*SELECTED PASSAGE*
----

National park in the Dominican Republic

The Sierra de Bahoruco National Park is an environmentally protected national park located in the South-western region of Dominican Republic. It was created in 1983 by Presidential Decree (No. 1315/83) during the presidency of Salvador Jorge Blanco.

==Geography==
The park is bordered by Lake Enriquillo and Jaragua National Park. Together with the two parks, it constitutes the Jaragua-Bahoruco-Enriquillo biosphere reserve, created on November 6, 2002.

The park is located within the provinces of Pedernales Province, Independencia Province and Barahona Province and borders Haiti. It has an area of approximately 1126 km^{2}. Part of the park includes the Bahoruco Mountain Range.

Also located South-west of the Bahoruco Peninsula is Bahía de las Águilas (Bay of Eagle's), a bay which stretches out 8.5 km in length, 5.4 km of which constitutes beach area in its central region, and is a highly protected part of the Biosphere-reserve for its concentration of endemic and endangered species like The Hispaniolan Solenodon, The Hutia (Hutia Conga), and Rhino Iguanas.

----

*RECORDED DATA*

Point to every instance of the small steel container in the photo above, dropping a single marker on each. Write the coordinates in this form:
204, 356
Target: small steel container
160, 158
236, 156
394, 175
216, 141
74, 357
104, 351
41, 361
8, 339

----

*DIRECTIONS*
(a) According to the passage about the Sierra de Bahoruco National Park, during whose presidency was the park created?
(b) From the passage about the Sierra de Bahoruco National Park, write out the text starting at "National park in" and ending at "Salvador Jorge Blanco.".

*RESPONSES BY ITEM NUMBER*
(a) Salvador Jorge Blanco's

(b)
National park in the Dominican Republic

The Sierra de Bahoruco National Park is an environmentally protected national park located in the South-western region of Dominican Republic. It was created in 1983 by Presidential Decree (No. 1315/83) during the presidency of Salvador Jorge Blanco.